The input:
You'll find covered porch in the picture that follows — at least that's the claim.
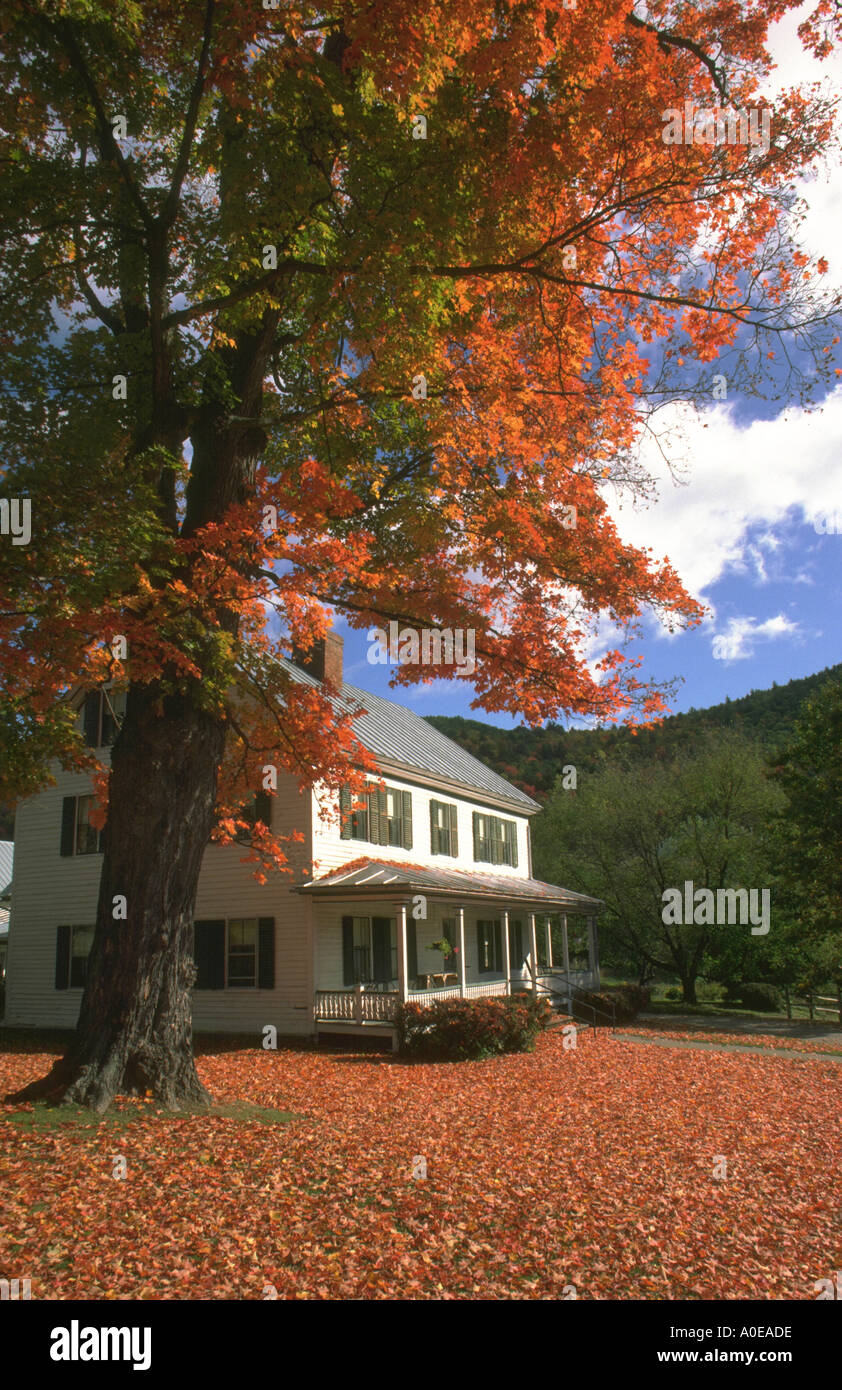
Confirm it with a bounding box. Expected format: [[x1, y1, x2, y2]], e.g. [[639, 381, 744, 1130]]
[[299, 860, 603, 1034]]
---
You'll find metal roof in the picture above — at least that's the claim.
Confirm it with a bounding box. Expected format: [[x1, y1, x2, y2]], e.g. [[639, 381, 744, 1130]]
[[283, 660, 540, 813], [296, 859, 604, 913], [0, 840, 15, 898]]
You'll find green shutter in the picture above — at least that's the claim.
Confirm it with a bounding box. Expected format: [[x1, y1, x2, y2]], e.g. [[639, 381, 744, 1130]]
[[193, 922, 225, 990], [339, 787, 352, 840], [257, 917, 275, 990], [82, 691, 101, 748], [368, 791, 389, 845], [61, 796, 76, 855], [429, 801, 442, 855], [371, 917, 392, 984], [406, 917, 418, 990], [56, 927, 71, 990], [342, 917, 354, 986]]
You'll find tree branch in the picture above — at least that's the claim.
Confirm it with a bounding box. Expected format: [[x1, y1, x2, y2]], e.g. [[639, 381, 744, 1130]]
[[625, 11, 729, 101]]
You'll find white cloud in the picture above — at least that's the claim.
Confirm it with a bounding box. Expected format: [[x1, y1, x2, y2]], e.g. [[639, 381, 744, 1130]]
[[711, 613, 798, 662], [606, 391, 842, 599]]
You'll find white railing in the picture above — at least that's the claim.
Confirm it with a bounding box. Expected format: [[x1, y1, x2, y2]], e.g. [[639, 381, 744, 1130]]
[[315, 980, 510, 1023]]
...
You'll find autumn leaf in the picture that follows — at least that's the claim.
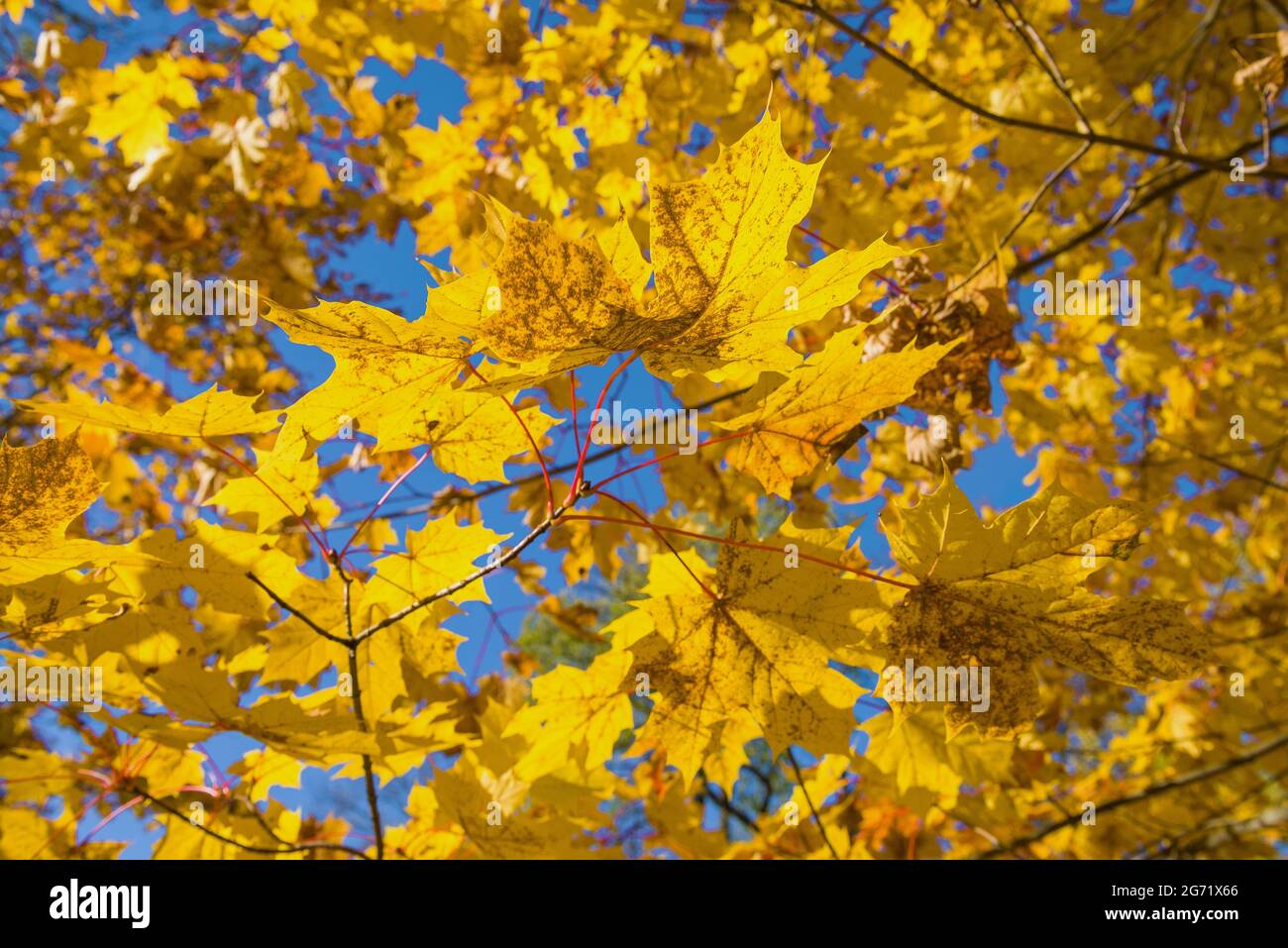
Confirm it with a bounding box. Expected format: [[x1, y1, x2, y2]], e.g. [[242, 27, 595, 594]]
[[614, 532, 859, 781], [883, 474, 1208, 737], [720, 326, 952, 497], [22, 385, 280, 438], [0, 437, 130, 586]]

Written instruction:
Please write out everything from "You'll find autumn" down to "437, 130, 586]]" again, replacing "autumn leaf" with "fallen leaf" and keeping all else unchanged. Leave the pictures out of your answer.

Result below:
You'll find fallen leaf in the picture that follows — at least that's the claim.
Confirm it with a bounding box. Expected format: [[x1, y1, x2, y2]], e.g. [[242, 27, 595, 594]]
[[614, 532, 859, 781], [883, 474, 1208, 737], [720, 326, 952, 497], [22, 385, 280, 438], [0, 437, 130, 586]]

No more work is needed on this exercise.